■ Problem to work on ■
Copy out exactly the lines from the one containing "Your assignment: locate every corrugated fence" to the end of the records below, both included, and nothing else.

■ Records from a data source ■
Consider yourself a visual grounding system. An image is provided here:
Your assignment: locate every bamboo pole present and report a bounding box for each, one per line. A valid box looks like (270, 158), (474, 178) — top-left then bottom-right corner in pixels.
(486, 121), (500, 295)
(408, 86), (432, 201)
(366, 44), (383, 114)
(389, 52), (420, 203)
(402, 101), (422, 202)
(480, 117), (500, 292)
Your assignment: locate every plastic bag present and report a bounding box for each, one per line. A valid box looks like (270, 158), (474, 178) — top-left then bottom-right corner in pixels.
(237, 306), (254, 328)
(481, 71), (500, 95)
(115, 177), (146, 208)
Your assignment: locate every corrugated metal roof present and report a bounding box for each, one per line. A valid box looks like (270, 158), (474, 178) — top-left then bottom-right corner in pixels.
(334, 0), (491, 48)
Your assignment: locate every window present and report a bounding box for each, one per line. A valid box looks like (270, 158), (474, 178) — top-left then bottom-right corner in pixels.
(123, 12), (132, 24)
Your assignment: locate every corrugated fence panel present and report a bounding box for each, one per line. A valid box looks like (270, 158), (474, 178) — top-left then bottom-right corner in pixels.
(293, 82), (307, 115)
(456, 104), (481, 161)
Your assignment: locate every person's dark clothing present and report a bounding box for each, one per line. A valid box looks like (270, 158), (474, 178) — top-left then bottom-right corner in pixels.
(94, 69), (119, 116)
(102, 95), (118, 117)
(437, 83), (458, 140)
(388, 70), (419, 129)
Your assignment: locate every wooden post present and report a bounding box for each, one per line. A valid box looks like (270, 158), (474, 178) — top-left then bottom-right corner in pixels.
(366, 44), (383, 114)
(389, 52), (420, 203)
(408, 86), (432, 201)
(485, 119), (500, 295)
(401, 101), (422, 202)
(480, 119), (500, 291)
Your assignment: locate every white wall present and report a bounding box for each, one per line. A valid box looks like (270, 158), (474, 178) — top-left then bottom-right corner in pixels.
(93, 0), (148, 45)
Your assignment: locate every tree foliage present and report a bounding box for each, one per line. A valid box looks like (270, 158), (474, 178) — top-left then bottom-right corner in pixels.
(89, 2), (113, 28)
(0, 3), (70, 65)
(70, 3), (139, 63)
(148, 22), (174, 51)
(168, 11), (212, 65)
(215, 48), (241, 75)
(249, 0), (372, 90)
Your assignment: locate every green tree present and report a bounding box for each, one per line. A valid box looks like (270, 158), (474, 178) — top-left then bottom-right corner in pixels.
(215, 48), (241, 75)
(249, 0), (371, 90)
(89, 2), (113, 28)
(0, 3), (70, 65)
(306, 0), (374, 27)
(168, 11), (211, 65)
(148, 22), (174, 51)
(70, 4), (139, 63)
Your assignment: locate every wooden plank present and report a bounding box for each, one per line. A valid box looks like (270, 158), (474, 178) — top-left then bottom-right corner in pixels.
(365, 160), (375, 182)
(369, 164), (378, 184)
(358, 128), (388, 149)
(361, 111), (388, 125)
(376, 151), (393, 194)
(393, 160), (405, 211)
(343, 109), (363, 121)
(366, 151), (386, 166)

■ Answer space ■
Your assignment: locate every corrugated fence panel present and report a bounding box for each, one per line. A valid box looks like (270, 158), (474, 178) — top-left then bottom-right corner in pixels.
(293, 82), (307, 115)
(456, 104), (481, 161)
Your assignment: locate every person's dark clothing present and report a bounding box for each, one per line. A valid box looks like (270, 158), (474, 178) — top-left then bottom-right corner in pixels.
(94, 69), (119, 116)
(102, 95), (118, 117)
(437, 83), (458, 140)
(388, 70), (419, 129)
Your assignment: locate every wooden post present and report a bounding box for each, one per line. A valid box looks like (270, 158), (474, 178) — top-left then bottom-right corner in pixels.
(366, 44), (383, 114)
(389, 52), (420, 203)
(408, 86), (432, 201)
(485, 119), (500, 295)
(401, 101), (422, 202)
(480, 119), (500, 291)
Your assignment: locate every white wall present and report a bounding box for each, one per line. A valid box looks like (270, 158), (474, 178) — top-left then bottom-right corner in pixels.
(93, 0), (148, 45)
Your assignment: locate every tree foliage present and report a bounding box for each, one per line. A valid box looks like (270, 158), (474, 178) — top-left then bottom-right corner in pixels.
(89, 2), (113, 28)
(0, 3), (70, 65)
(70, 3), (139, 63)
(148, 22), (174, 51)
(168, 11), (212, 65)
(215, 48), (241, 75)
(249, 0), (372, 90)
Your assignment: locate every green tree present and report a bounding box for each, one per line. A valid box looks like (270, 158), (474, 178) — top-left then bottom-right corner in pixels.
(215, 48), (241, 75)
(249, 0), (371, 90)
(89, 2), (113, 28)
(0, 3), (70, 65)
(306, 0), (374, 27)
(168, 11), (211, 65)
(148, 22), (174, 51)
(70, 4), (139, 63)
Your assignment: locate every wooden plank present and report a bounding box for each, one per line. A valid box looks like (270, 158), (474, 178) — top-left then bottom-right corner in pixels.
(365, 160), (375, 182)
(369, 164), (378, 184)
(358, 128), (388, 149)
(361, 111), (388, 125)
(376, 151), (393, 194)
(393, 160), (405, 211)
(343, 109), (363, 121)
(366, 151), (386, 166)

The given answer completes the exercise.